Document text:
Capturing lightning in a bottle is a rare thing in the cinematic world. Doing it twice is almost unheard of.

In 2015, Matthew Vaughn captured that lightning with “Kingsman: The Secret Service,” adapted from the comic series of the same name written by Mark Millar and Dave Gibbons. It was a frenetic, kinetic action film, full of stylized violence and offbeat humor.

It was a pretty high bar – one that a potential sequel was likely to struggle to hurdle.

But while “Kingsman: The Golden Circle” does struggle to fully capture the spirited tone of the first film, there’s enough of that same amped-up aesthetic to prove more or less satisfactory to moviegoers. This new movie isn’t quite as freewheeling and devil-may-care as its predecessor, but it’s still a pretty good time at the movies.

Required actions:
a: Rewrite the Kingsman review from "In 2015, Matthew" up to and including "at the movies.", substituting "frantic" for "frenetic".
b: Condense the paragraph of the Kingsman review that begins "But while" into a shorter version that keeps its main points.
The material after the Kingsman review comes from a separate source.

Supplied data:
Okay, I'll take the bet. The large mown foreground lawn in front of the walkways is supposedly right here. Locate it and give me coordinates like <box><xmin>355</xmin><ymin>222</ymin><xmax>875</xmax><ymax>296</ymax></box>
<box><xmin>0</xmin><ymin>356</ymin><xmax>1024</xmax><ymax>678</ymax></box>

Responses in order:
a:
In 2015, Matthew Vaughn captured that lightning with “Kingsman: The Secret Service,” adapted from the comic series of the same name written by Mark Millar and Dave Gibbons. It was a frantic, kinetic action film, full of stylized violence and offbeat humor.

It was a pretty high bar – one that a potential sequel was likely to struggle to hurdle.

But while “Kingsman: The Golden Circle” does struggle to fully capture the spirited tone of the first film, there’s enough of that same amped-up aesthetic to prove more or less satisfactory to moviegoers. This new movie isn’t quite as freewheeling and devil-may-care as its predecessor, but it’s still a pretty good time at the movies.

b: "Kingsman: The Golden Circle" doesn't fully capture the spirited tone of the first film and is less freewheeling than its predecessor. Still, it keeps enough of the same amped-up aesthetic to more or less satisfy moviegoers and remains a pretty good time at the movies.